##### Page excerpt #####

All restrictions on access to the remaining unpublished Dead Sea Scroll fragments have been removed, biblical scholars were told as they gathered in late November in Kansas City for the annual meetings of the American Academy of Religion, the Society of Biblical Literature, and related organizations. Emanuel Tov, the Hebrew University scholar who now heads the team overseeing publication of the scrolls, told a news conference that “the rules of the game have changed.”

That was welcome news to those experts who have been waiting for more than 30 years for a complete look at the Dead Sea Scrolls. A handful of scholars has held exclusive access to about 20 percent of the scroll materials. But a new chapter in the Dead Sea Scrolls saga has begun.

“I think in some senses it will be like when the scrolls first came out back in the late forties and early fifties,” says Wheaton College archaeologist John McRay. “I think, however, we’re going to see more speculation on the basis of less coherent material.”

McRay, author of Archaeology and the New Testament (Baker), says there is no indication that the scroll material will have an impact on basic Christianity. “They are of importance for the information they give us about the fragmentation of Judaism in the first century, and the backgrounds of the religious and cultural worlds of the New Testament.”

##### Supplied material #####

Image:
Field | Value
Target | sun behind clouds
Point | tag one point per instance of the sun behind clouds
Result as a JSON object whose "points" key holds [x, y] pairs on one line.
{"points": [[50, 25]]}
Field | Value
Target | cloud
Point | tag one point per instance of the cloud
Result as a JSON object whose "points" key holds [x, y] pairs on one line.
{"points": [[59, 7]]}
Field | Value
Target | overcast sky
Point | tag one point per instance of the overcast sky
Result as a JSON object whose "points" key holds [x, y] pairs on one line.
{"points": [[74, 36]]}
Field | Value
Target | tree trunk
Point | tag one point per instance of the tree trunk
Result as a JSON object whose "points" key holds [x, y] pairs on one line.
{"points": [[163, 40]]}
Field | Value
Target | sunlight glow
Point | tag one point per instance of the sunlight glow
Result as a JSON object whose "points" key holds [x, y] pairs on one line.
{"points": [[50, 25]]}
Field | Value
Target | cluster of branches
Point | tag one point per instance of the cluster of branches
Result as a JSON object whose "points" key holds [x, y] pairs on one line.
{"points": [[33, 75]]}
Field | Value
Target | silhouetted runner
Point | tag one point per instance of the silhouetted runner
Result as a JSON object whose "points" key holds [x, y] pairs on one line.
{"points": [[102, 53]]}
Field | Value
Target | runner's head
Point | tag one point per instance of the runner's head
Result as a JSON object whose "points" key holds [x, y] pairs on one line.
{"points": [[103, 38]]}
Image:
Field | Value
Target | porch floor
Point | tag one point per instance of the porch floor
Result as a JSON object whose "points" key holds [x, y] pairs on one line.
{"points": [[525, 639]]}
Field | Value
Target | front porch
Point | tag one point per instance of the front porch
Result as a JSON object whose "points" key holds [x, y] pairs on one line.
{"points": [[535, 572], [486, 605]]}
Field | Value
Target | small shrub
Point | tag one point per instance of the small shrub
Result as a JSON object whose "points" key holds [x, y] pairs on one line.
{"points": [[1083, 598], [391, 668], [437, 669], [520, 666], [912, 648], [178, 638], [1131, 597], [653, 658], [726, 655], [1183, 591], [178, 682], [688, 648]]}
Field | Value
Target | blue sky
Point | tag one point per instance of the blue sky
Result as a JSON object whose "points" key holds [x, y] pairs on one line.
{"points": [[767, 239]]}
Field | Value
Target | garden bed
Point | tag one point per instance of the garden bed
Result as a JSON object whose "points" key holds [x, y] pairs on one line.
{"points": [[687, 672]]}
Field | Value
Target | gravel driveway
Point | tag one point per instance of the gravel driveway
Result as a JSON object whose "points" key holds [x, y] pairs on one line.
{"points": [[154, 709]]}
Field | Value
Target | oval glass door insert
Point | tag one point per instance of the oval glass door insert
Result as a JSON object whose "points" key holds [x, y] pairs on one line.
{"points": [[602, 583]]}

#####

Task instructions =
A - Reproduce word for word the part of the Dead Sea Scrolls article that begins at the words "That was welcome" and stops after the words "saga has begun.".
B - Summarize the Dead Sea Scrolls article in two sentences.
Rely only on the Dead Sea Scrolls article for what follows.

Responses for each task =
A -
That was welcome news to those experts who have been waiting for more than 30 years for a complete look at the Dead Sea Scrolls. A handful of scholars has held exclusive access to about 20 percent of the scroll materials. But a new chapter in the Dead Sea Scrolls saga has begun.

B - Biblical scholars meeting in Kansas City in late November learned that all restrictions on access to the remaining unpublished Dead Sea Scroll fragments have been removed, a change announced by Emanuel Tov, who heads the team overseeing their publication. Wheaton College archaeologist John McRay expects more speculation based on less coherent material but sees no sign that the scrolls will affect basic Christianity, valuing them instead for what they show about the fragmentation of first-century Judaism and the religious and cultural backgrounds of the New Testament.